### Input
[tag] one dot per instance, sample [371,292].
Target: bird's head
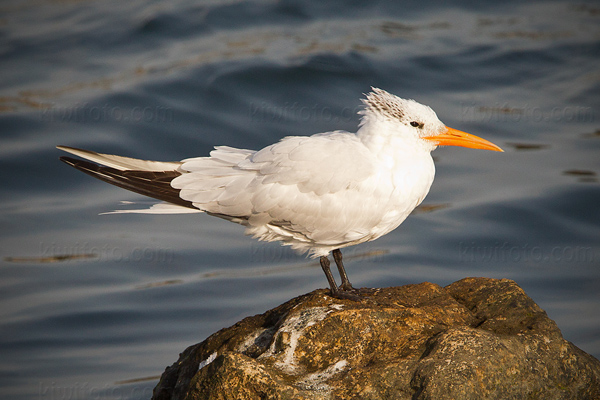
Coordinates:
[417,120]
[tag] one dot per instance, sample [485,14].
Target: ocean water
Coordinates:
[96,306]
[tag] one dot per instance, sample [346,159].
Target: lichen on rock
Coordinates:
[476,338]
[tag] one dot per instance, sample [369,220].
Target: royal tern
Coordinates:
[317,194]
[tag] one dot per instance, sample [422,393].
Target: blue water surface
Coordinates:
[96,306]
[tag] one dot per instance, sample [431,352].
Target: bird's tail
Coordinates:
[149,178]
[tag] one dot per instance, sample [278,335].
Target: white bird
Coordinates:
[317,194]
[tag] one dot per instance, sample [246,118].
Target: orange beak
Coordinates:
[454,137]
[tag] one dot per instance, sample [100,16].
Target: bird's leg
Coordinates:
[337,256]
[325,265]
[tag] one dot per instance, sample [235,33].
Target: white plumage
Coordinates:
[316,193]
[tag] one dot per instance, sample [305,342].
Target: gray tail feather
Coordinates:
[155,184]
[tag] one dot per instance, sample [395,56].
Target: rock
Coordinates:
[477,338]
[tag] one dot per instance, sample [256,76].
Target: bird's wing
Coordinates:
[288,185]
[121,163]
[149,178]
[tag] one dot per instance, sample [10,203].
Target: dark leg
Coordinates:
[325,265]
[337,256]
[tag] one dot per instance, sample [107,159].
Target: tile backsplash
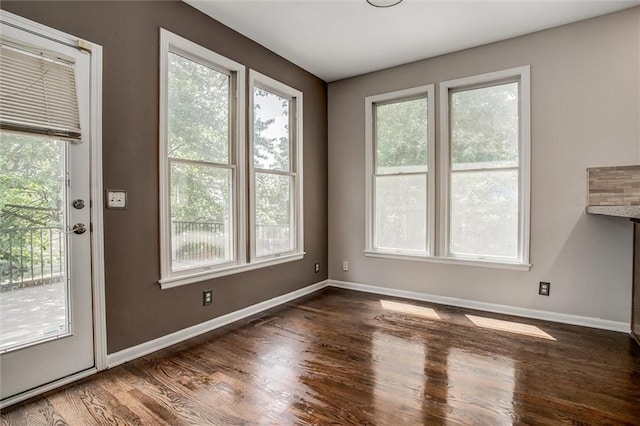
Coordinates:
[614,186]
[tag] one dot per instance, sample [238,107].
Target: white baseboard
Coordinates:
[142,349]
[137,351]
[488,307]
[47,387]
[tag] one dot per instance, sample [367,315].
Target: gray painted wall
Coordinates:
[585,95]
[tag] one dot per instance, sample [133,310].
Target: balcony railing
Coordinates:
[196,242]
[31,256]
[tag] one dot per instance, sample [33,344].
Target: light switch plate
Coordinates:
[116,199]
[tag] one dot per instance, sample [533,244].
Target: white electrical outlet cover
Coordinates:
[116,199]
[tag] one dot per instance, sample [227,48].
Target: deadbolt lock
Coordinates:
[79,228]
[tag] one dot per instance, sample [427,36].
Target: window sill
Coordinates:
[181,280]
[451,260]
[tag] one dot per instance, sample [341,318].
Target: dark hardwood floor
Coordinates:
[342,357]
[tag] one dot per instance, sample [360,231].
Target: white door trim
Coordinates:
[97,233]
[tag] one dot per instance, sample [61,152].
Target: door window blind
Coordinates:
[38,94]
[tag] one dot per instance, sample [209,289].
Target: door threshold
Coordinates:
[23,396]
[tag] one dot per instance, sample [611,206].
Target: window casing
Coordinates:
[275,169]
[483,173]
[207,230]
[400,184]
[201,162]
[485,168]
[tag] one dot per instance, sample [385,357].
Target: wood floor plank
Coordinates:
[342,357]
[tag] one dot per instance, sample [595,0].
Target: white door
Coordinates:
[45,269]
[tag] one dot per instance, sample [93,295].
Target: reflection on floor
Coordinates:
[342,357]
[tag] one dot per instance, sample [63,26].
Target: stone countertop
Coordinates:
[619,211]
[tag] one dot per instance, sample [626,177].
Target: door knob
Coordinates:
[79,228]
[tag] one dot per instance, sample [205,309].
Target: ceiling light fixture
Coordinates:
[383,3]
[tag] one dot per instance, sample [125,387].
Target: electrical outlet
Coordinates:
[116,199]
[544,289]
[207,297]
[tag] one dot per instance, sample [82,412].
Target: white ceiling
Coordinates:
[335,39]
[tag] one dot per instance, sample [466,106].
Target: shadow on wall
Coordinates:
[600,248]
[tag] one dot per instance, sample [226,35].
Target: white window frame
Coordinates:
[173,43]
[370,175]
[438,245]
[521,75]
[261,81]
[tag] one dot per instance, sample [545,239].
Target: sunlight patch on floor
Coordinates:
[509,326]
[405,308]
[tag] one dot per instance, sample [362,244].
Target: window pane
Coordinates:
[402,136]
[198,111]
[201,215]
[484,127]
[274,223]
[271,138]
[33,249]
[401,212]
[484,213]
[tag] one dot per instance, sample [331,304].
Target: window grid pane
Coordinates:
[198,111]
[271,131]
[401,212]
[484,215]
[401,136]
[400,180]
[485,127]
[274,218]
[202,215]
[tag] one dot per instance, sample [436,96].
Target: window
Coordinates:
[275,168]
[482,180]
[201,159]
[485,167]
[400,183]
[206,229]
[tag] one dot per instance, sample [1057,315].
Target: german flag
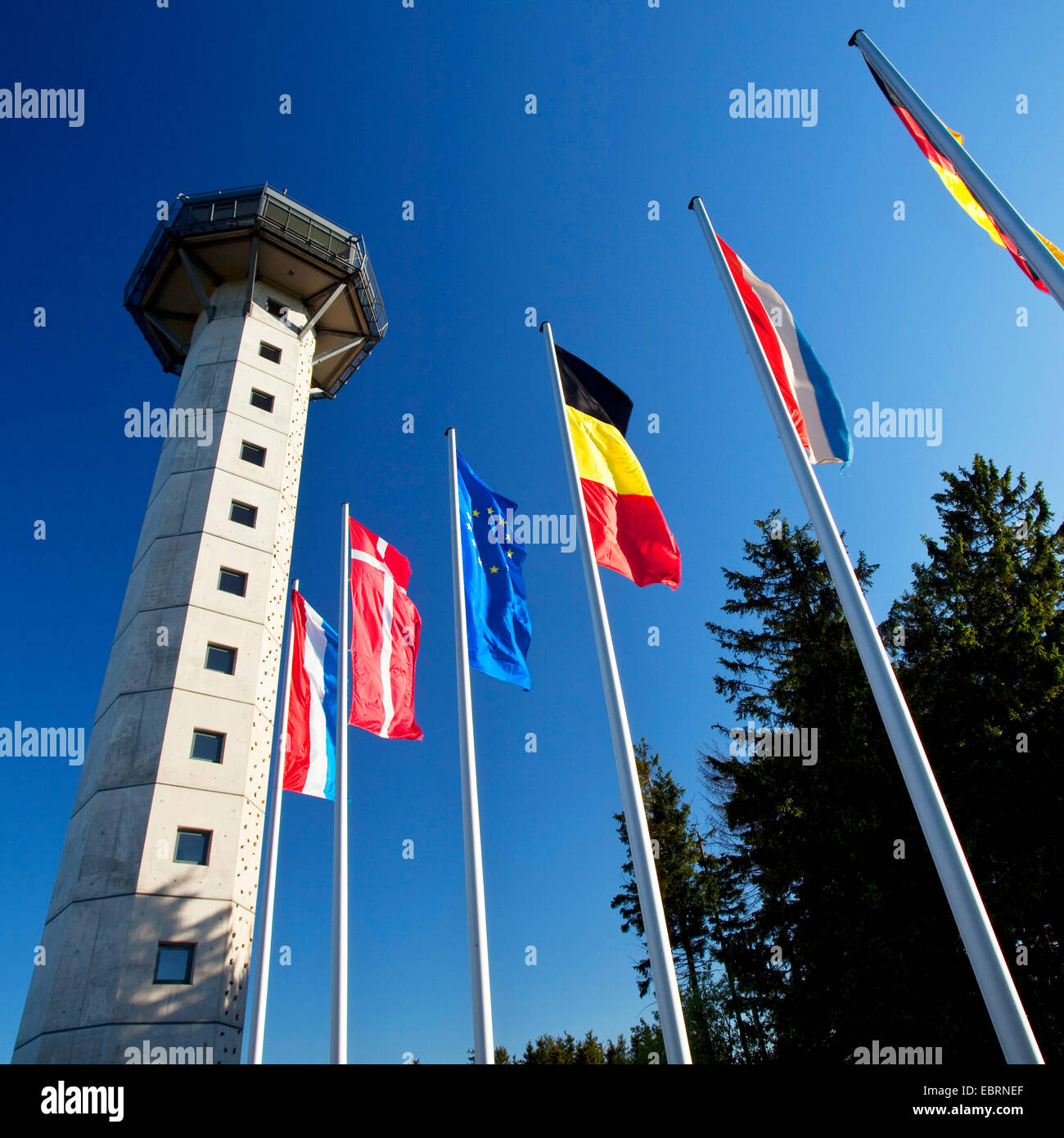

### What the task asks
Format all of the data above as a JSON list of strings, with one string per line and no blank lines. Leave the pictures out of the list.

### Task answer
[
  "[tag] one dot per instance, sample [371,292].",
  "Target: bird's head",
  "Coordinates:",
  "[417,120]",
  "[tag] one dot per instance, sample [485,14].",
  "Target: ocean water",
  "Coordinates:",
  "[96,306]",
  "[tag] one dot per instance, sample [346,159].",
  "Target: lichen on rock",
  "Coordinates:",
  "[476,338]",
  "[tag] one dot per instance, sample [369,220].",
  "Target: royal tern",
  "Coordinates:",
  "[317,194]",
  "[tag] one dot per instance, sample [422,393].",
  "Target: blue water surface",
  "Coordinates:",
  "[96,306]",
  "[tag] one dot per instance, sample [431,352].",
  "Target: bird's tail",
  "Coordinates:",
  "[149,178]",
  "[tag] one dot per instance, sample [278,335].",
  "Target: white bird",
  "Coordinates:",
  "[317,194]",
  "[tag] one dot per instance, sample [246,118].",
  "Target: orange beak",
  "Coordinates:",
  "[454,137]",
  "[tag] one dot per instance, sample [100,16].",
  "Target: bird's leg",
  "Coordinates:",
  "[337,256]",
  "[325,265]",
  "[tag] one dot per instance, sample [235,33].",
  "Target: white plumage",
  "Coordinates:",
  "[316,193]",
  "[tag] one dot per instance, sample [305,342].",
  "Target: gray tail feather",
  "Coordinates:",
  "[155,184]",
  "[tag] one dot per instance, sample [395,56].",
  "Target: rock",
  "Coordinates:",
  "[477,338]",
  "[tag] one dot per instance, sample [256,76].",
  "Target: bird's wing",
  "Coordinates:",
  "[288,185]",
  "[121,163]",
  "[149,178]",
  "[tag] one dot per instance, sample [10,203].",
  "Target: dark leg",
  "Coordinates:",
  "[325,265]",
  "[337,256]",
  "[tag] one dot per instance, sample [107,159].",
  "Target: tile backsplash",
  "Coordinates:",
  "[614,186]",
  "[tag] one dot per instance, sample [238,107].",
  "Target: white baseboard",
  "Coordinates:",
  "[142,349]",
  "[137,351]",
  "[488,307]",
  "[47,387]",
  "[tag] one dot per instance, sample [367,315].",
  "Target: gray painted wall",
  "Coordinates:",
  "[585,95]",
  "[tag] one dot per instance, sample [133,310].",
  "Target: balcony railing",
  "Coordinates:",
  "[196,242]",
  "[31,256]",
  "[tag] one dot per instance, sample [33,344].",
  "Target: light switch plate",
  "Coordinates:",
  "[116,199]",
  "[tag] one dot per instance, sample [533,244].",
  "Target: white electrical outlet cover",
  "Coordinates:",
  "[116,199]",
  "[tag] one dot per instance, sample [227,48].",
  "Target: deadbolt lock",
  "Coordinates:",
  "[79,228]",
  "[tag] one dot per instance, sample [427,36].",
  "Target: window sill",
  "Coordinates:",
  "[181,280]",
  "[451,260]",
  "[tag] one dot per instance, sample [341,318].",
  "Target: dark hardwood floor",
  "Coordinates:",
  "[342,357]",
  "[tag] one dot per instance, sample [360,231].",
  "Target: white door trim",
  "Coordinates:",
  "[97,233]",
  "[tag] one dot per instance, sample [61,152].",
  "Target: door window blind",
  "Coordinates:",
  "[38,94]",
  "[tag] one dot per instance, sample [209,289].",
  "Target: door threshold",
  "Coordinates:",
  "[23,396]",
  "[tag] one dot per instance, sample [611,206].",
  "Target: window casing",
  "Coordinates:",
  "[275,169]",
  "[483,173]",
  "[207,230]",
  "[400,184]",
  "[201,162]",
  "[485,168]",
  "[tag] one dot per instance, sample [385,357].",
  "Target: wood floor plank",
  "Coordinates:",
  "[342,357]",
  "[tag] one dot per instance, sample [595,0].",
  "Target: white door",
  "Coordinates:",
  "[45,269]",
  "[tag] one dot per instance, sample [93,295].",
  "Target: reflection on floor",
  "Coordinates:",
  "[342,357]",
  "[tag] one dot per instance, sample [63,26].",
  "Target: stone countertop",
  "Coordinates:",
  "[619,211]",
  "[tag] one dot per instance, sample [626,177].",
  "Target: door knob",
  "Coordinates:",
  "[79,228]",
  "[tag] one dot per instance, sample [205,309].",
  "Target: ceiling light fixture",
  "Coordinates:",
  "[383,3]",
  "[tag] one dot per instance, sample [125,387].",
  "Target: electrical outlet",
  "Coordinates:",
  "[116,199]",
  "[544,289]",
  "[207,297]",
  "[tag] one dot per instance, sample [82,412].",
  "Target: white ceiling",
  "Coordinates:",
  "[335,39]",
  "[tag] one dot per instance, sample [466,106].",
  "Target: shadow on wall",
  "Coordinates:",
  "[600,248]",
  "[tag] one dot per instance, sample [226,35].",
  "Target: white window frame",
  "Coordinates:",
  "[173,43]",
  "[370,175]",
  "[438,245]",
  "[521,75]",
  "[261,81]",
  "[tag] one dot per instance, sample [545,239].",
  "Target: sunlight patch on floor",
  "Coordinates:",
  "[509,326]",
  "[405,308]",
  "[tag] one dot per instance, sample [362,244].",
  "Target: window pane",
  "Coordinates:",
  "[402,136]",
  "[198,111]",
  "[201,215]",
  "[484,127]",
  "[274,223]",
  "[271,138]",
  "[33,249]",
  "[401,212]",
  "[484,213]",
  "[tag] one dot per instance, sample [331,304].",
  "Target: window grid pane",
  "Coordinates:",
  "[198,111]",
  "[271,131]",
  "[401,212]",
  "[484,215]",
  "[401,136]",
  "[400,180]",
  "[485,127]",
  "[274,218]",
  "[202,215]",
  "[tag] one dot per instance, sample [436,96].",
  "Target: window",
  "Coordinates:",
  "[275,168]",
  "[482,180]",
  "[201,159]",
  "[485,167]",
  "[400,183]",
  "[206,229]",
  "[tag] one dot per instance, sample [1057,315].",
  "Target: german flag"
]